Our hearts are hungry for joy. We think it is our circumstances that need changing, but joy goes well beyond our circumstances as this powerful and joy-filled video illustrates:
As children we looked to all sorts of things for joy fulfilment. I gave some examples from my own life in the previous post.
The other huge area where this expresses itself is with romantic love. For me as a teenager growing up in an all boys school in England that was a huge subject to deal with. And it still is for anyone growing up.
As the poem says:
“In spring a young man’s thoughts turn to love.
For summer, autumn, winter see above!”
At the beginning of the 20th century Freud described religiosity as pent-up sexuality. However, it is probably more accurate to say that sexuality is pent-up religiosity and the desire for spiritual experience.
Teenage longings and crushes, popular music and culture, are full of this desire for the perfect lover who will meet all my needs.
For me it was also combined with a love of Hindi music that created an intense longing for a combination of the perfect girl and a future place to call home. Well I eventually found the girl and have been blessed with 4 children. But as good and wonderful as that is there is still in my heart unfulfilled longing for joy.
There is a joy vacuum, a black hole, that nothing in this world seems able to fill. Tim Keller has helped me enormously with understanding this. He talks of 2 categories of what the human heart does to deal with this hunger for joy. He calls them naive primary strategies and precarious secondary strategies for joy. In this post we will look at the first.

Data excerpts:
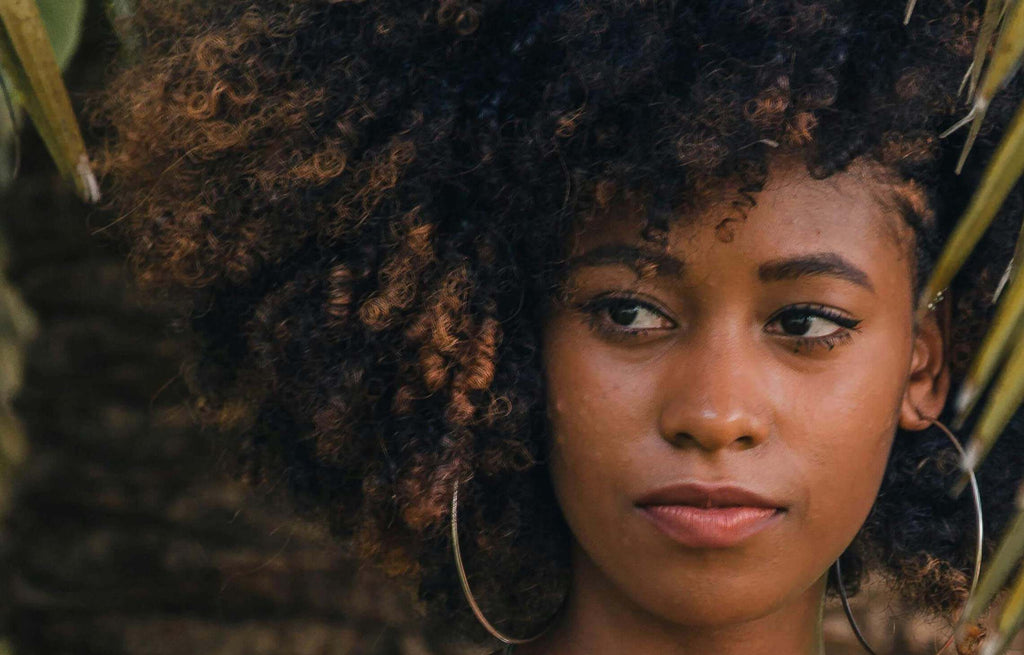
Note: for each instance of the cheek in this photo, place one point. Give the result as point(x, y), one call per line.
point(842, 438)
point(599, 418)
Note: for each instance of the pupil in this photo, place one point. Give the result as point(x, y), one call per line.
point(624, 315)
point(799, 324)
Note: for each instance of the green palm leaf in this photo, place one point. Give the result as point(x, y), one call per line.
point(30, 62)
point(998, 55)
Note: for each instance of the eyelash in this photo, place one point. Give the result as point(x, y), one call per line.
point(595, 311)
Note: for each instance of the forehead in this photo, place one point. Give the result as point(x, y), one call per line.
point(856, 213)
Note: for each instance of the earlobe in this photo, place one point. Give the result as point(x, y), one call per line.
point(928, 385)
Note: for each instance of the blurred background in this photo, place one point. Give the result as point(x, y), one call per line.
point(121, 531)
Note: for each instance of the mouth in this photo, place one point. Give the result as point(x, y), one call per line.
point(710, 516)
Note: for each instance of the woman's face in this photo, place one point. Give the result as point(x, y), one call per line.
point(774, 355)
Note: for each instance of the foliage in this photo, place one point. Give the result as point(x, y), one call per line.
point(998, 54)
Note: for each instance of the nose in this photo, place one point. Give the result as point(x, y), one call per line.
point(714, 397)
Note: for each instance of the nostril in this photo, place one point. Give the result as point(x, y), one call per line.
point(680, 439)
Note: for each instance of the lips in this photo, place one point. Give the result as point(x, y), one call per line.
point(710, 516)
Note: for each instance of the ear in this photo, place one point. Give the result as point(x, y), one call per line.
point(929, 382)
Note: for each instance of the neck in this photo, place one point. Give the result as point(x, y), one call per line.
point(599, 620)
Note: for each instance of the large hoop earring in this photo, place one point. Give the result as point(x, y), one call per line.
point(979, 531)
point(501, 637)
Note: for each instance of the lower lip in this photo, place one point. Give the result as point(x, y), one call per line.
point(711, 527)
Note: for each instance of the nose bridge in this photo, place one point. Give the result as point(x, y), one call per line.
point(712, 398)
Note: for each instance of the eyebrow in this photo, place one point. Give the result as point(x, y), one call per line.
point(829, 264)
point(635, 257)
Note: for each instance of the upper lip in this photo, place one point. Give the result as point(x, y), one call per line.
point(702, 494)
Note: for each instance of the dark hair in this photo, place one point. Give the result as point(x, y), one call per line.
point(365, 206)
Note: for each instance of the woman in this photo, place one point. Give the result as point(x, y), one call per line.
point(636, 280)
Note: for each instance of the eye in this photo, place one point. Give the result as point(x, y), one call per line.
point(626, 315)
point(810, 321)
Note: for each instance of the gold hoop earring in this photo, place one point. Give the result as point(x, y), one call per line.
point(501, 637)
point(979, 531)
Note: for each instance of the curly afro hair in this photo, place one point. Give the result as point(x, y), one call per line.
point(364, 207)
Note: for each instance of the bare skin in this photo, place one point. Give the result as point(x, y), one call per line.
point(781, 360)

Written tasks:
(A) According to the post on joy, what two categories of strategy does Tim Keller say the human heart uses to deal with its hunger for joy?
(B) Pick up the post on joy after its final sentence and carry it forward.

Responses in order:
(A) Naive primary strategies and precarious secondary strategies for joy.

(B)
Naive primary strategies.
Assuming that we have not had an enormously unhappy childhood, most of us start out believing that it is a relatively simple and straight forward thing to find lasting happiness.
In traditional culture (such as the South Asian one I came from) the basic message is to find happiness you need to take on the role you have been given – or in other words do your duty to find happiness. Work hard, be a good person, be a good husband or wife, a good son or daughter. It is in assuming the role you have been given that you will find happiness.
In more contemporary cultures and so prevalent through popular media the message is “you will be happy if you create the role in society you want. Discover or create your dream and then go make it happen.” That is the path to lasting happiness.
We have already shown how our personal circumstances only account for about 10% of our overall level of happiness. But in the long run it is having to face up to failure and success that show these primary strategies for success are naive.
Eventually in life we have to face disappointment and failure (see How To Fail and Lose Well Part 1 and Part 2). The first time this dawns on us is maybe, as in my case, when our favourite team loses or we break up with somebody we really care about. As we get older we get very good at hiding from others and even from ourselves, is how absolutely desperate, pointless and meaningless life looks. (Also see 9 Ways To Look At Your Failures With The Eyes of Faith)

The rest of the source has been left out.